Raw data:
────────────────────
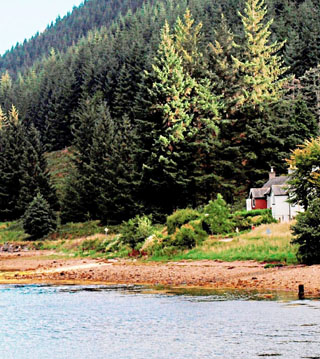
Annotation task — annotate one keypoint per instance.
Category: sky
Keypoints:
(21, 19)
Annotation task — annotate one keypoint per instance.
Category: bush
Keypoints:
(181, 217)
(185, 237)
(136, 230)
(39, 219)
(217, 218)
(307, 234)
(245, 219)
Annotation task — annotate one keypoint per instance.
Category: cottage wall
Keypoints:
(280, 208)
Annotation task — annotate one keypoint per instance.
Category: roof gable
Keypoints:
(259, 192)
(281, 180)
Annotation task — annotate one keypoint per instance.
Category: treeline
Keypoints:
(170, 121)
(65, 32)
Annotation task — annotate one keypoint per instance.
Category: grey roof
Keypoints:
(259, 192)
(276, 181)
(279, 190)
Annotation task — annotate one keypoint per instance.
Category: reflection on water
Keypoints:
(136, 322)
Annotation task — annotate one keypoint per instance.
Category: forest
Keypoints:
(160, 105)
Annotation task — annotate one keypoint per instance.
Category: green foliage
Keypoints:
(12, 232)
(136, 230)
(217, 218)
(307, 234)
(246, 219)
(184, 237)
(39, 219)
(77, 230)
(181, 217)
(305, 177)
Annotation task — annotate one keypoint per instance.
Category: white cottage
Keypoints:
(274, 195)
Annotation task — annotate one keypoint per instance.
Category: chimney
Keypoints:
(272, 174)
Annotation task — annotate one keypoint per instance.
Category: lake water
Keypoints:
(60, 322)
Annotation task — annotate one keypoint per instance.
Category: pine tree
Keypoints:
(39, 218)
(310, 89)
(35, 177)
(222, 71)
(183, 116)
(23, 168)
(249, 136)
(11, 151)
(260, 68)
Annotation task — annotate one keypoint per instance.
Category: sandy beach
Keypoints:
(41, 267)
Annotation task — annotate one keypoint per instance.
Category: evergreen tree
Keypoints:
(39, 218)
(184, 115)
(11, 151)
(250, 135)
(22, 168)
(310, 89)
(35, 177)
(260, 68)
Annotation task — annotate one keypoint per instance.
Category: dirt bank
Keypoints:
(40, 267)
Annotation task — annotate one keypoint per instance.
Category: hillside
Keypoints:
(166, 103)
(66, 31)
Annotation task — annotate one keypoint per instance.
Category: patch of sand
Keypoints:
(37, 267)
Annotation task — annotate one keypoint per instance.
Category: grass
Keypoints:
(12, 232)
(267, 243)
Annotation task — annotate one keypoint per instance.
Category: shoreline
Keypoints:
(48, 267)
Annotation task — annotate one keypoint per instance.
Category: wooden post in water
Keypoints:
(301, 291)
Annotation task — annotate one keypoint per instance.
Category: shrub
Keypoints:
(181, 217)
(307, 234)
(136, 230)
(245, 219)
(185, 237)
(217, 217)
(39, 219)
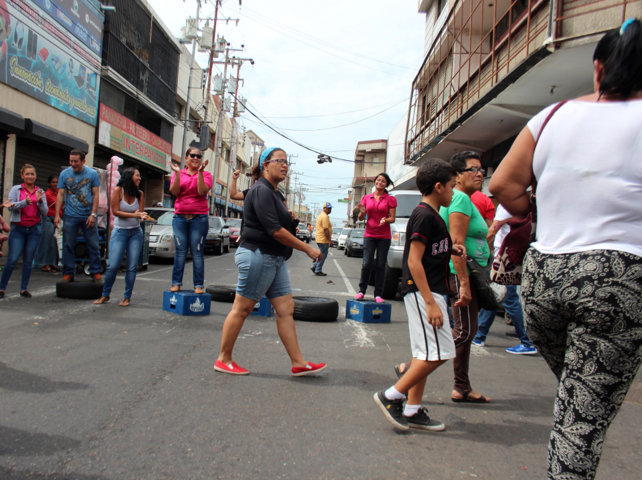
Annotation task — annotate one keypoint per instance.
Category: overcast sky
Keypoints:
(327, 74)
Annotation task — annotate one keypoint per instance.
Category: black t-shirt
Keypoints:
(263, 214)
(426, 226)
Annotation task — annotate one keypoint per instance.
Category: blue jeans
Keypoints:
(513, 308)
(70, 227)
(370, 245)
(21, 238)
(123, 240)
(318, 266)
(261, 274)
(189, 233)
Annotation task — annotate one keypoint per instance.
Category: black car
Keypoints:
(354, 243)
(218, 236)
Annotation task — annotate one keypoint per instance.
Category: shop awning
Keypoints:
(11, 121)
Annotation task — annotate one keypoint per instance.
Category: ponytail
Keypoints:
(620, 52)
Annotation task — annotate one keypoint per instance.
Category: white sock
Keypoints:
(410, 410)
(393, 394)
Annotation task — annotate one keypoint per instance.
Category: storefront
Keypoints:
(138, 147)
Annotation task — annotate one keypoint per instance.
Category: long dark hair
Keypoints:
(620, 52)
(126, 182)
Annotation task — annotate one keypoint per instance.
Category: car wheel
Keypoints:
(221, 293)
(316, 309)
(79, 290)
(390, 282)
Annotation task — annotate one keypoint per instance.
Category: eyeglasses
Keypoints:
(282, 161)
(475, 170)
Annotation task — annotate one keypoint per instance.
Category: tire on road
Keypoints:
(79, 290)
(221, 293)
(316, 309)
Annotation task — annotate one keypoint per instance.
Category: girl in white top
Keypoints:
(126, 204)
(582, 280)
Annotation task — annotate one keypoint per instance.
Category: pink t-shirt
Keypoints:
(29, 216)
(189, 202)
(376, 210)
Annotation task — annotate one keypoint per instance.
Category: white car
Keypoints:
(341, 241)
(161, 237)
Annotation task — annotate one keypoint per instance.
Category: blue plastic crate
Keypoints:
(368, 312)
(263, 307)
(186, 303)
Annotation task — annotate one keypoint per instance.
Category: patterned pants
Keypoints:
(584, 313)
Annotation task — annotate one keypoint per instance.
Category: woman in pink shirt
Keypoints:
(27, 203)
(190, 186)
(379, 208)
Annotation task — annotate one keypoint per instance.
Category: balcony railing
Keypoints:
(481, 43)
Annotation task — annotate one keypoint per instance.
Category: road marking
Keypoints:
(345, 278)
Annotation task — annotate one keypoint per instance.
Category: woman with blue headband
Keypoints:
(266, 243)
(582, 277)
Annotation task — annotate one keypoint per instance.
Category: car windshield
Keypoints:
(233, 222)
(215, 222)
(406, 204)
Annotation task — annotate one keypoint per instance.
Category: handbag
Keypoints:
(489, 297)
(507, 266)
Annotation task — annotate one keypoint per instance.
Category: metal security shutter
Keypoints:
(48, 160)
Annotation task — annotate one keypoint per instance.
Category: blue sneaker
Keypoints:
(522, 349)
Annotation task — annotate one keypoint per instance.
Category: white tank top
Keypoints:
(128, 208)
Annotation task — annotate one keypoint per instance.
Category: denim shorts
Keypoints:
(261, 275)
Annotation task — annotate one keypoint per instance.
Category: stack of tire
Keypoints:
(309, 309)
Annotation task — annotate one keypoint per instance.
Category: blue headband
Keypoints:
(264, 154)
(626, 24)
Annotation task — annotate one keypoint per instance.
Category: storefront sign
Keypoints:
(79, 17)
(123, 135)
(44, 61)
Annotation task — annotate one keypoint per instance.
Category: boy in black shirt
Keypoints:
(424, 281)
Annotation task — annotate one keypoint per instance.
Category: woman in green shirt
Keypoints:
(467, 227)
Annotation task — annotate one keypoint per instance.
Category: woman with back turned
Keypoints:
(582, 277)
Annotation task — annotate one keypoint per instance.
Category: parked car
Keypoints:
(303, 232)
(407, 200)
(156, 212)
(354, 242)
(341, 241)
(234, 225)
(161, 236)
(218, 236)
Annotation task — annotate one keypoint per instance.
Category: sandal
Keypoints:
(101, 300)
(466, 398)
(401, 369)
────────────────────
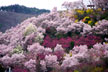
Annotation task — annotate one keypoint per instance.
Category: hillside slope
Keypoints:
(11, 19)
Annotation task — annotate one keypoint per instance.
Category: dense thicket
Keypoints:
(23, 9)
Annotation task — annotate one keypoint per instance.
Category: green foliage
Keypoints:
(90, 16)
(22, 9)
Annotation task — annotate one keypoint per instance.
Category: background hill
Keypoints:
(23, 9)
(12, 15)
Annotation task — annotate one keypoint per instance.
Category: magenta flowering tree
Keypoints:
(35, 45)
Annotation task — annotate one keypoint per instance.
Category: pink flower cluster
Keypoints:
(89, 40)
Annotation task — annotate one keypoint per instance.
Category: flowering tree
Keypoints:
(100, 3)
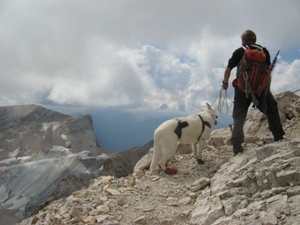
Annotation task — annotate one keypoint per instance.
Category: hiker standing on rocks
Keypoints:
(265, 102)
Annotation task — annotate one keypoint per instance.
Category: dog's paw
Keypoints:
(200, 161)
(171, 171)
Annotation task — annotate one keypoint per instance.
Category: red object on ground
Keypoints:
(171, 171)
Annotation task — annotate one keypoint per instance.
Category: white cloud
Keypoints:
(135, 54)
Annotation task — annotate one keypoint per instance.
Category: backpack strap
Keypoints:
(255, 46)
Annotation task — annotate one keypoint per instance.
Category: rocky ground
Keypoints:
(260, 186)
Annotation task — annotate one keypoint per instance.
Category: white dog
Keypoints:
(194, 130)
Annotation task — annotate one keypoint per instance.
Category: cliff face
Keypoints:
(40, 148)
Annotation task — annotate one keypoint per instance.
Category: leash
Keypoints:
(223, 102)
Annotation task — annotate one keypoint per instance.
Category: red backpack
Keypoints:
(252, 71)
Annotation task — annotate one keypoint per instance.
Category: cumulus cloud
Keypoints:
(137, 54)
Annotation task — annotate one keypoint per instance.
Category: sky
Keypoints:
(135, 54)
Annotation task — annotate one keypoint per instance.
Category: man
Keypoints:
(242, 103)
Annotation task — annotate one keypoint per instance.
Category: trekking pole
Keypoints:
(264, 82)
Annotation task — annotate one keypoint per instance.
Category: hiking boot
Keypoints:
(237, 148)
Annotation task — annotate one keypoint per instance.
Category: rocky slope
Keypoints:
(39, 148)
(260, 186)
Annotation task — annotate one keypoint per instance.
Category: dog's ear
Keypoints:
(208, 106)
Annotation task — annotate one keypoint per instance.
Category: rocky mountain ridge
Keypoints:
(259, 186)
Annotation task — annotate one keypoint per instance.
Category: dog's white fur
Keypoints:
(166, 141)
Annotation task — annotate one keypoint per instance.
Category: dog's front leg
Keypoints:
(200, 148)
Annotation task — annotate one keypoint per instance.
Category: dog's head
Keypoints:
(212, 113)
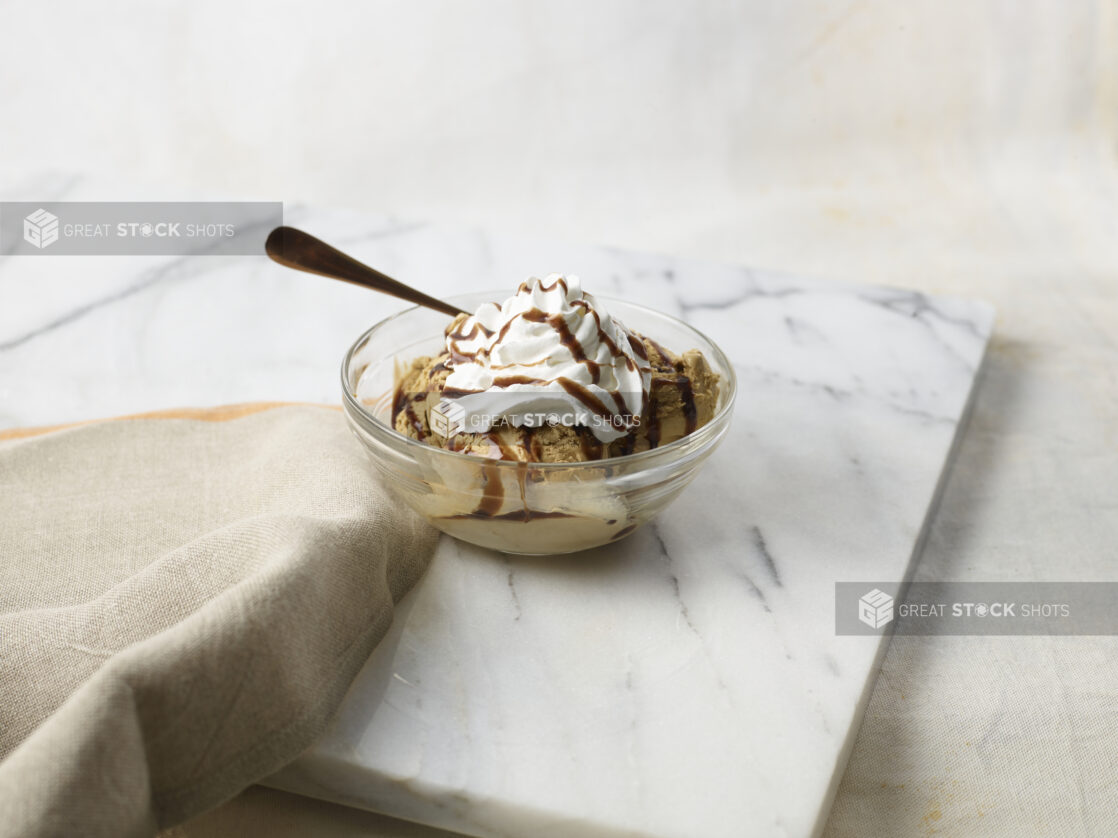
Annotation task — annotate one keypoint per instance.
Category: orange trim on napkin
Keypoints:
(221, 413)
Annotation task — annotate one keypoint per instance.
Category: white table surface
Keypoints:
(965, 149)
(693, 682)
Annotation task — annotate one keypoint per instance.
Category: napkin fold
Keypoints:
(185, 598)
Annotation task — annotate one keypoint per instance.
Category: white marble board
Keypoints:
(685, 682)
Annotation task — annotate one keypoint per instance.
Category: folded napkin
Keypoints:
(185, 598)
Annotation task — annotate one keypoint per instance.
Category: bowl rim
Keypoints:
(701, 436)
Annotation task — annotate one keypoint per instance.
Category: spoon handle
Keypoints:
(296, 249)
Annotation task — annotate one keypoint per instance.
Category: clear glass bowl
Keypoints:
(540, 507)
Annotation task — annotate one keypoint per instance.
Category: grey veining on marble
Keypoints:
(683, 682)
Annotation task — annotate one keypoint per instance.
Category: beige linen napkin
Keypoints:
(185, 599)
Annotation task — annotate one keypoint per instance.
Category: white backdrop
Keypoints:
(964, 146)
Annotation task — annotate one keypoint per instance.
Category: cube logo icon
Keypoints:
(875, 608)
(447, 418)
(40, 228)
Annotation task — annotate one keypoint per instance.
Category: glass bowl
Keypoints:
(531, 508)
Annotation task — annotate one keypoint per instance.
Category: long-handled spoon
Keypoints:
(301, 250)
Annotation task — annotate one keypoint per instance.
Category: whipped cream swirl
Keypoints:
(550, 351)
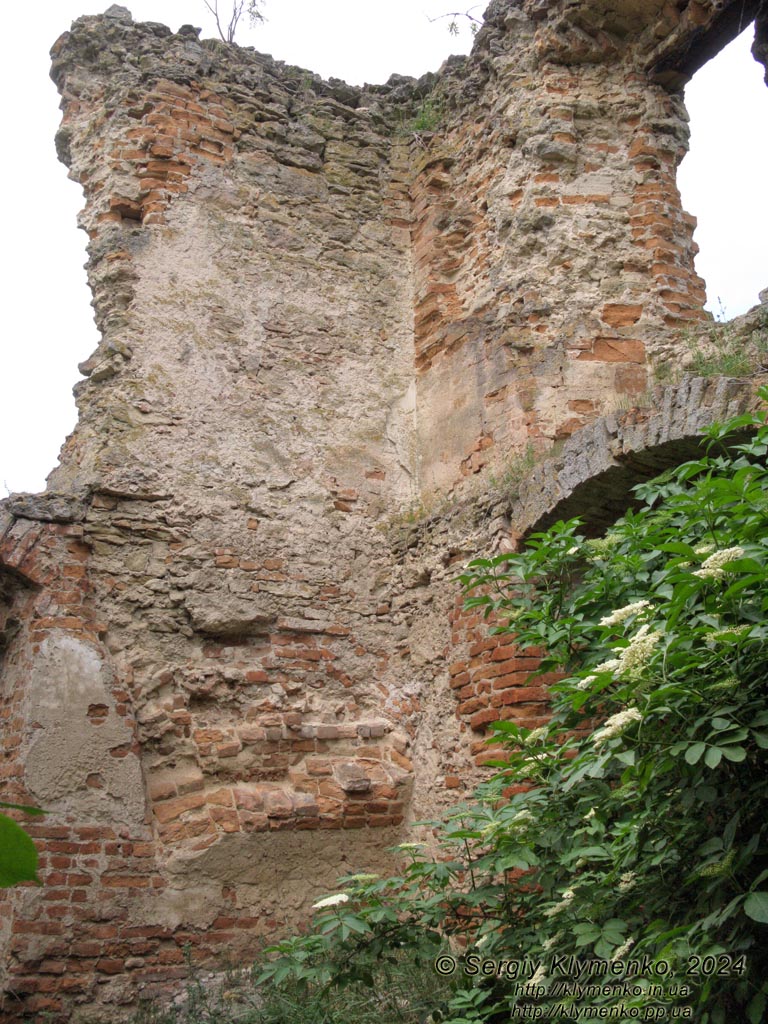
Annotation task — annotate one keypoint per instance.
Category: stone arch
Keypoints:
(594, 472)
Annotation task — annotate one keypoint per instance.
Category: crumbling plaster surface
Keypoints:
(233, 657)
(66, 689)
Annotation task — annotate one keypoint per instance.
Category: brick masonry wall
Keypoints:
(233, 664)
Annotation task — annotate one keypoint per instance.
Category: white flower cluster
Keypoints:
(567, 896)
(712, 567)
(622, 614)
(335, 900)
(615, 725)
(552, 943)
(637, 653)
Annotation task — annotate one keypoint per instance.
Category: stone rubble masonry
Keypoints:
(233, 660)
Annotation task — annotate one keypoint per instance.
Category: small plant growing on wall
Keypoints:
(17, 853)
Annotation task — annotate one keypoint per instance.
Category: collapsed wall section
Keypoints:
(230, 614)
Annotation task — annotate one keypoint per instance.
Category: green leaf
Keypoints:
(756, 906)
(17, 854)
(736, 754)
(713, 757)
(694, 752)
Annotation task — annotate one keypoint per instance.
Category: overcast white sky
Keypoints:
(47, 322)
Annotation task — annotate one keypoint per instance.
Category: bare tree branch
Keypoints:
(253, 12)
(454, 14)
────────────────────
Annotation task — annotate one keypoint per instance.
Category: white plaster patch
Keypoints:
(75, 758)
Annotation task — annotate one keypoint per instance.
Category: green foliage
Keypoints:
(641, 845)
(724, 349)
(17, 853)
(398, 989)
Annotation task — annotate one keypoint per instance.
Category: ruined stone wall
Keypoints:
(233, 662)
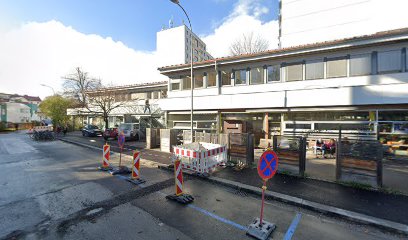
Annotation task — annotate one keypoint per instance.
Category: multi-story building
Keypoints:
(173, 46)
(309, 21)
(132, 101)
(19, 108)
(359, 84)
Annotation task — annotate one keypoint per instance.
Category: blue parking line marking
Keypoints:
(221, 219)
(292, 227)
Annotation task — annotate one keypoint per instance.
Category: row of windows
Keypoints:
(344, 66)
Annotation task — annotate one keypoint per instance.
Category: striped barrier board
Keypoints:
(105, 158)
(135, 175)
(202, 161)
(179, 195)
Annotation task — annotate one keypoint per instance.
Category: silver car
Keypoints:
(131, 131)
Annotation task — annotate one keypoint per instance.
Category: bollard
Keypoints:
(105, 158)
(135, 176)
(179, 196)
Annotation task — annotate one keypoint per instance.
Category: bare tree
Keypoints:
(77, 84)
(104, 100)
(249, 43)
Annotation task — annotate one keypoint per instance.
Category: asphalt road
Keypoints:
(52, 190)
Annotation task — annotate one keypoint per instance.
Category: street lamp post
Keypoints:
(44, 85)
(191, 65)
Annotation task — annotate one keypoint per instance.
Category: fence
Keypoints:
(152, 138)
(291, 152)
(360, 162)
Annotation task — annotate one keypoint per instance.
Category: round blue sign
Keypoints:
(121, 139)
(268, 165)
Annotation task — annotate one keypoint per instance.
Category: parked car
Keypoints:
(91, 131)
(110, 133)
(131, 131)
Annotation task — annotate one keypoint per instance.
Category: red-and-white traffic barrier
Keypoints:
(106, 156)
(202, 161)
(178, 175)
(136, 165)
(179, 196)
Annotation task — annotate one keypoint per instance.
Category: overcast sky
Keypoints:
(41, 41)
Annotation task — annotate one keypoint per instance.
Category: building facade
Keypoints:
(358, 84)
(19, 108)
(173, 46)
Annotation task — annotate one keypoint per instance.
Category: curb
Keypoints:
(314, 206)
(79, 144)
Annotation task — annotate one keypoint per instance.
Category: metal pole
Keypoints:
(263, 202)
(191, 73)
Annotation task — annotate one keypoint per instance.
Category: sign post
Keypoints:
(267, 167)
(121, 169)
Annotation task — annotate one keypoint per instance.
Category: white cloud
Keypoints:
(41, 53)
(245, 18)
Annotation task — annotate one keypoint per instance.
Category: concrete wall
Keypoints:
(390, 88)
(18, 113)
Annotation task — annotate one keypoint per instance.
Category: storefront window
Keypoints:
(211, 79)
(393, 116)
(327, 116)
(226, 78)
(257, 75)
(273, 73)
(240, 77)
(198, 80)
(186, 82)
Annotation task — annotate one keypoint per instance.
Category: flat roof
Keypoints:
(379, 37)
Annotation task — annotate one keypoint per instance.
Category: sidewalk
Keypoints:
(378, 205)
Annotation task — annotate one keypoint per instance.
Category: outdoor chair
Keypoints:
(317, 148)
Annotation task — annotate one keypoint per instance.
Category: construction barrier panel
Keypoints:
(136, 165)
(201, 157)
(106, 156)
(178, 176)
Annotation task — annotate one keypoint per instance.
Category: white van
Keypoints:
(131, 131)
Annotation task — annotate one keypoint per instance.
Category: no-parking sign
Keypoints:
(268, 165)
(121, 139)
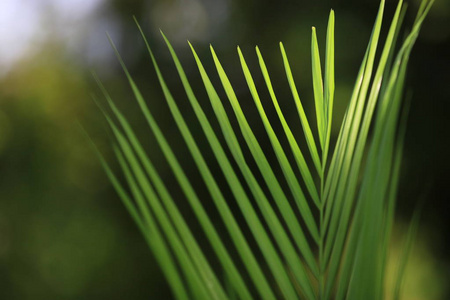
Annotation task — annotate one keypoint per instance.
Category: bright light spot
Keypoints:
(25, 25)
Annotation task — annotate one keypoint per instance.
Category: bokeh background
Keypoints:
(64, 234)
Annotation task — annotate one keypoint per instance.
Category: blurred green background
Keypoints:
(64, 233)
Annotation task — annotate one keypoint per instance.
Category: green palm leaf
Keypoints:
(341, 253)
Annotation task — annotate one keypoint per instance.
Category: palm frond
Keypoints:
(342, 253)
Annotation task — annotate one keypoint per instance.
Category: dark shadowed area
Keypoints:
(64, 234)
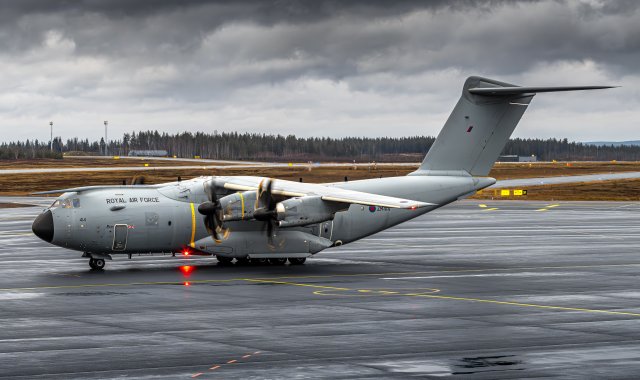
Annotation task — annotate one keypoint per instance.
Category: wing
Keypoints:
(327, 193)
────────────────────
Exercise instructions:
Set down, unchanged, only those lines above that fall between the line with "Category: road marking" and the line with "Category: handbag", the two end lines included.

Answer to this exercise:
Category: road marking
Keypoints:
(345, 278)
Annotation task — annotate one keypoint per instance.
Category: woman with blue headband
Keypoints:
(266, 243)
(582, 277)
Annotation task — annotate one keypoint per instance.
Category: car windshield
Keypoints:
(233, 222)
(215, 222)
(406, 204)
Annotation task — annotate one keypoint per instance.
Category: handbag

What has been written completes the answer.